> _Document section_:
※ ※ ※

- Born: June 14, 1904 Los Angeles, California, U.S.
- Died: December 14, 1979 (aged 75) Orange, California, U.S.
- Occupations: movie producer real estate developer
- Spouse(s): Marion Newbert (1930—1948; divorced; 2 sons) Claire Trevor (m. 1948)
- Children: 2, including Donald Bren

= Milton H. Bren =

American film producer and businessman (1904–1979)

Milton H. Bren (June 14, 1904 – December 14, 1979) was a Hollywood movie producer and real estate developer.

==Biography==
Bren was born in Los Angeles in 1904 to a Jewish family, the son of Sadie (née Simon) and Harry Bren. He first worked as a talent agent. In 1937, he accepted a job at Hal Roach Studios as an associate producer where he produced the film Topper, the studio's first feature film, which was wildly successful. In 1938, he was elevated to producer. In March 1939, he accepted a job at Metro-Goldwyn-Mayer as a producer eventually becoming an Executive Vice President. From 1939–1940 he maintained a home in Palm Springs, California. He later served in the United States Navy during World War II as a lieutenant commander.

Milton Bren later became a real estate developer known for developing part of Sunset Strip.

==Select filmography==
- Topper (1937) – associate producer
- Merrily We Live (1938) – producer
- Swiss Miss (1938) – production supervisor (uncredited)
- There Goes My Heart (1938) – producer
- Topper Takes a Trip (1938) – producer
- Remember? (1939) – producer
- Wyoming (1940) – producer
- Free and Easy (1941) – producer (uncredited)
- Barnacle Bill (1941) – producer
- Tars and Spars (1946) – producer
- Borderline (1950) – producer and presenter
- Three for Bedroom "C" (1952) – Writer and director

==Personal life==
In 1930, at age 27, Bren married 18-year-old Marion Newbert who was of partial Irish descent. They divorced in 1948. (Newbert remarried in 1953 to steel businessman Earle M. Jorgensen and became a prominent philanthropist). They had two sons: Donald, who became chairman of the Irvine Company in Newport Beach, California, and Peter, chairman of KBS Realty Advisors, Inc. in New York City at the time of his death in 2019.

In 1948, Bren remarried, to Academy Award-winning actress Claire Trevor; they remained married until his death. Bren's grandson, Steve, is a former professional auto racing driver.

==Death==
Milton Bren died on December 14, 1979, aged 75, in Orange, California from a brain tumor.

※ ※ ※

> _Source material_:

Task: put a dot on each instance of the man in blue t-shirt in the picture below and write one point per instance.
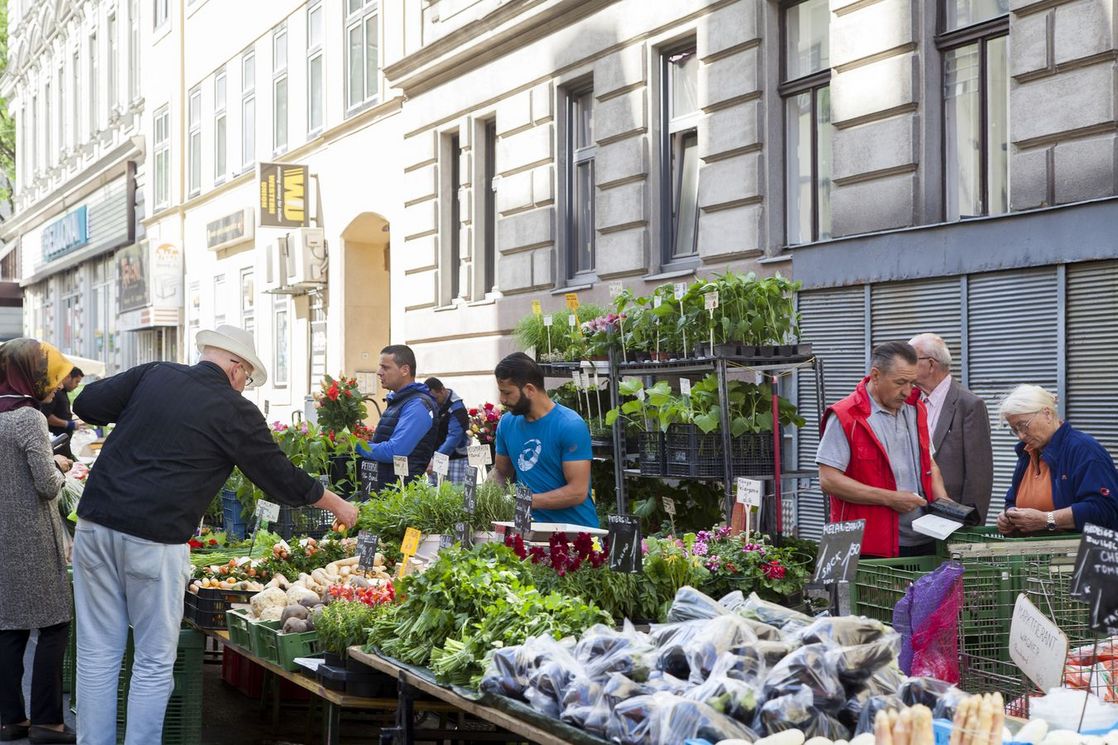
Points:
(543, 445)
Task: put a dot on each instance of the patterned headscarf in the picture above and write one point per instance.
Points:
(29, 370)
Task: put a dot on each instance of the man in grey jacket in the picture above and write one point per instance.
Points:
(958, 425)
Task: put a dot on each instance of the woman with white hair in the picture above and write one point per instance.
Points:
(1064, 478)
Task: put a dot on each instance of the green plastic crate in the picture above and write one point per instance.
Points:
(282, 649)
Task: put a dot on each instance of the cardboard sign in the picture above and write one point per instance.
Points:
(479, 455)
(367, 545)
(368, 473)
(1036, 646)
(470, 491)
(522, 520)
(749, 491)
(400, 465)
(267, 511)
(625, 554)
(840, 549)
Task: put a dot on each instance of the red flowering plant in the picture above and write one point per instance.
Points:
(483, 423)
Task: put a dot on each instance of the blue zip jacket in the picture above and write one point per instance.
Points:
(1083, 477)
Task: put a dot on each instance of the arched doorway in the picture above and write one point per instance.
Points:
(367, 312)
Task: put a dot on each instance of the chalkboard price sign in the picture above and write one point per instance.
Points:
(625, 554)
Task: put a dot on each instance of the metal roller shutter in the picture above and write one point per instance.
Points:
(1003, 309)
(1092, 338)
(833, 322)
(901, 310)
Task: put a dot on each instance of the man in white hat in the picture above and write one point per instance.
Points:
(180, 430)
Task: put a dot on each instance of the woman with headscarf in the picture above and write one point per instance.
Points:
(34, 588)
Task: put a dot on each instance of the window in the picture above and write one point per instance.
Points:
(93, 85)
(113, 73)
(162, 138)
(133, 49)
(360, 53)
(314, 69)
(680, 152)
(195, 142)
(580, 152)
(220, 148)
(247, 110)
(805, 88)
(280, 90)
(976, 107)
(162, 12)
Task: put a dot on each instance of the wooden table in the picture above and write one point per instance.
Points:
(408, 679)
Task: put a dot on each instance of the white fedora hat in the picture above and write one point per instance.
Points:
(238, 341)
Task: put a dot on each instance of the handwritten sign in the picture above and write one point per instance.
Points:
(522, 518)
(267, 511)
(840, 549)
(479, 455)
(1036, 646)
(625, 554)
(749, 491)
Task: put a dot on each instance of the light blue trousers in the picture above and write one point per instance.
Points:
(121, 581)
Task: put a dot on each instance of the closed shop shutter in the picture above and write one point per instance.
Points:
(901, 310)
(1092, 340)
(1003, 310)
(833, 322)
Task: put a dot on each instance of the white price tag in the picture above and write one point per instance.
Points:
(479, 455)
(749, 492)
(267, 511)
(400, 465)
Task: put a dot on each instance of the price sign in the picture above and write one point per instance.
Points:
(479, 455)
(267, 511)
(522, 521)
(840, 549)
(625, 553)
(400, 465)
(749, 492)
(368, 473)
(367, 545)
(470, 491)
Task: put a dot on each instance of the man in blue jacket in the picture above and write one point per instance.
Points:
(407, 426)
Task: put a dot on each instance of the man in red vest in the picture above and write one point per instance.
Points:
(874, 456)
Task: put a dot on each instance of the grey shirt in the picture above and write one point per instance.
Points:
(898, 434)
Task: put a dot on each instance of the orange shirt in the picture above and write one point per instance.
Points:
(1035, 488)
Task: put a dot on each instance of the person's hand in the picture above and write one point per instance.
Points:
(906, 501)
(1026, 520)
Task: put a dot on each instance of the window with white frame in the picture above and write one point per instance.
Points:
(280, 90)
(314, 62)
(680, 152)
(580, 181)
(162, 157)
(247, 110)
(361, 64)
(195, 142)
(220, 145)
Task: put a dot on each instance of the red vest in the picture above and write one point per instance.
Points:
(869, 464)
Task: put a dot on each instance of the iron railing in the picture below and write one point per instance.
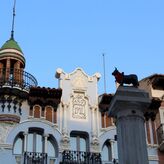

※ ※ ※

> _Brief 1_: Output the passage of the Milton H. Bren article from "- Born: June" to "real estate developer.".
> _Brief 2_: According to the Milton H. Bren article, what caused Bren's death?
> _Brief 3_: Condense the paragraph of the Milton H. Bren article that begins "In 1930, at age 27, Bren married" into a short bulleted list that keeps its main facts.

> _Problem solution 1_:
- Born: June 14, 1904 Los Angeles, California, U.S.
- Died: December 14, 1979 (aged 75) Orange, California, U.S.
- Occupations: movie producer real estate developer
- Spouse(s): Marion Newbert (1930—1948; divorced; 2 sons) Claire Trevor (m. 1948)
- Children: 2, including Donald Bren

= Milton H. Bren =

American film producer and businessman (1904–1979)

Milton H. Bren (June 14, 1904 – December 14, 1979) was a Hollywood movie producer and real estate developer.

> _Problem solution 2_: A brain tumor.

> _Problem solution 3_:
- In 1930, Bren, aged 27, married 18-year-old Marion Newbert, who was of partial Irish descent. They divorced in 1948.
- In 1953, Newbert married steel businessman Earle M. Jorgensen and became a prominent philanthropist.
- The couple had two sons. Donald became chairman of the Irvine Company in Newport Beach, California. Peter was chairman of KBS Realty Advisors, Inc. in New York City when he died in 2019.